Written task.
Put every line of the records below into a JSON list of strings, one string per line, and leave out any blank lines.

(Items stored from a collection)
++++++

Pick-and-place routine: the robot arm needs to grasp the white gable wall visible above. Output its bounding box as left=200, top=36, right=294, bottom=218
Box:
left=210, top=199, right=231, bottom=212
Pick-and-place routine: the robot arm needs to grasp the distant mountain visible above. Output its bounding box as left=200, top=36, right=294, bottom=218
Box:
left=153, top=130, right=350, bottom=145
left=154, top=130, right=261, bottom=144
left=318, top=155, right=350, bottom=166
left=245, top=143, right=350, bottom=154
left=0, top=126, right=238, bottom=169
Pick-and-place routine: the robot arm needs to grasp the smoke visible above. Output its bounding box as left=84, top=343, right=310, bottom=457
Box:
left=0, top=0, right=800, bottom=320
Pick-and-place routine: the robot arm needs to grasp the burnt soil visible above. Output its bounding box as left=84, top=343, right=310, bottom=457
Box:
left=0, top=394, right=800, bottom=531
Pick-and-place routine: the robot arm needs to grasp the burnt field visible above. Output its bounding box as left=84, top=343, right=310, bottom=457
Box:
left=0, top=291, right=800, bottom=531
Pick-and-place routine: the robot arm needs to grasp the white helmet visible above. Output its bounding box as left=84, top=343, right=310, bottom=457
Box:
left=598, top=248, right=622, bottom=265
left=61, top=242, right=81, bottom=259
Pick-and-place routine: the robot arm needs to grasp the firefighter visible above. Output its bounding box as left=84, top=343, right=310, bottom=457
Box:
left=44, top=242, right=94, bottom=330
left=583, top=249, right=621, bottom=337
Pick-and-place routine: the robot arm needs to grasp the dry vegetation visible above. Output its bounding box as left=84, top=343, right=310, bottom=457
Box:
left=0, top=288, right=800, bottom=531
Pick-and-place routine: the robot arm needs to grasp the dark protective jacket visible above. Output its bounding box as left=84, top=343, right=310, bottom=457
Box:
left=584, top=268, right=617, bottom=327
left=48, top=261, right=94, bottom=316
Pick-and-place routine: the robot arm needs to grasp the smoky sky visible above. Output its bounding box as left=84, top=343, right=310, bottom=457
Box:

++++++

Written solution.
[
  "Pick-and-place routine: the robot arm needs to grasp the white gable wall visible above. Output its bounding box as left=200, top=36, right=294, bottom=218",
  "Box:",
  "left=210, top=199, right=231, bottom=212",
  "Pick-and-place routine: the robot arm needs to grasp the distant mountain visible above. Output its bounding box as left=200, top=36, right=294, bottom=218",
  "Box:",
  "left=153, top=130, right=350, bottom=145",
  "left=154, top=130, right=261, bottom=144",
  "left=318, top=155, right=350, bottom=166",
  "left=245, top=143, right=350, bottom=154",
  "left=0, top=126, right=238, bottom=169",
  "Pick-and-place routine: the robot arm needs to grasp the smoke visible above. Output its bounding box as left=84, top=343, right=310, bottom=457",
  "Box:",
  "left=0, top=0, right=800, bottom=320",
  "Pick-and-place routine: the robot arm needs to grasp the burnt soil visible above. Output its bounding box as left=84, top=343, right=310, bottom=457",
  "Box:",
  "left=0, top=394, right=800, bottom=531",
  "Pick-and-place routine: the robot arm needs to grasp the burnt field visible above. Output its bounding box as left=84, top=343, right=310, bottom=457",
  "Box:",
  "left=0, top=291, right=800, bottom=531",
  "Pick-and-place routine: the robot arm needs to grasp the white helmet visible above. Output its bounding box as left=84, top=343, right=310, bottom=457",
  "Box:",
  "left=598, top=248, right=622, bottom=265",
  "left=61, top=242, right=81, bottom=259",
  "Pick-and-place routine: the robot arm needs to grasp the firefighter visible above. Output its bounding box as left=84, top=343, right=310, bottom=457",
  "Box:",
  "left=44, top=242, right=94, bottom=330",
  "left=583, top=249, right=621, bottom=337",
  "Pick-and-place routine: the robot arm needs to grasp the dry vegetation visible above. Output its bounding box as left=84, top=343, right=310, bottom=457",
  "Box:",
  "left=0, top=288, right=800, bottom=531",
  "Pick-and-place routine: the robot arm needs to grasp the dark protective jacket visible above. Output its bounding box as left=84, top=343, right=310, bottom=457",
  "Box:",
  "left=584, top=268, right=617, bottom=327",
  "left=48, top=261, right=94, bottom=316",
  "Pick-and-place routine: the robot arm needs to grasp the smoky sky visible above. Output its bounding box as left=84, top=343, right=310, bottom=457",
  "Box:"
]